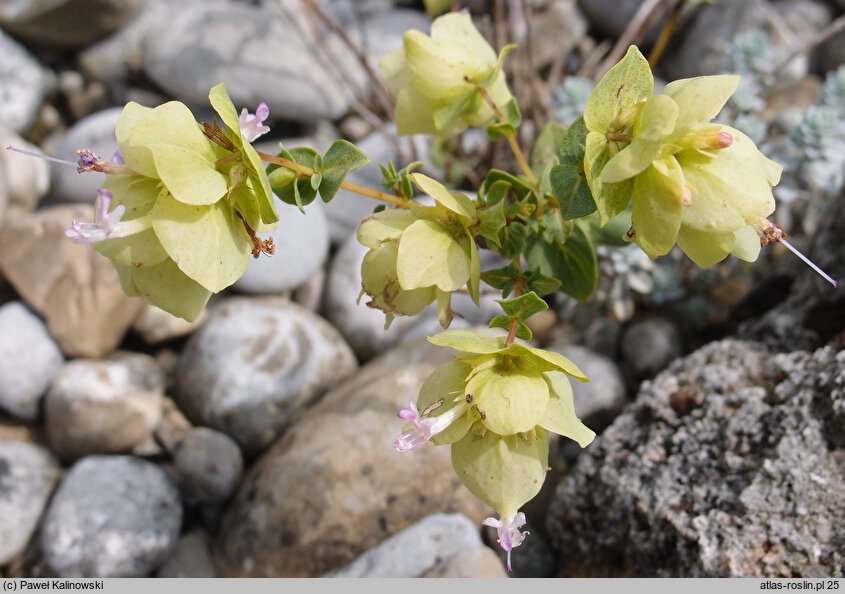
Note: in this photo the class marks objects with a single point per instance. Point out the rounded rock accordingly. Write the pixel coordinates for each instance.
(103, 407)
(112, 516)
(28, 474)
(208, 465)
(649, 345)
(302, 245)
(23, 85)
(256, 362)
(29, 360)
(333, 487)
+++++
**How to complete this task:** Output the records above exactly, leaving out pictures.

**Result for this task:**
Note: in this photo the class marks objects with a single point per instance. Point out the rounded rock accordingly. Write the pixel coordinates for each instance.
(103, 407)
(112, 516)
(28, 474)
(208, 465)
(649, 345)
(302, 245)
(23, 85)
(256, 362)
(29, 360)
(333, 487)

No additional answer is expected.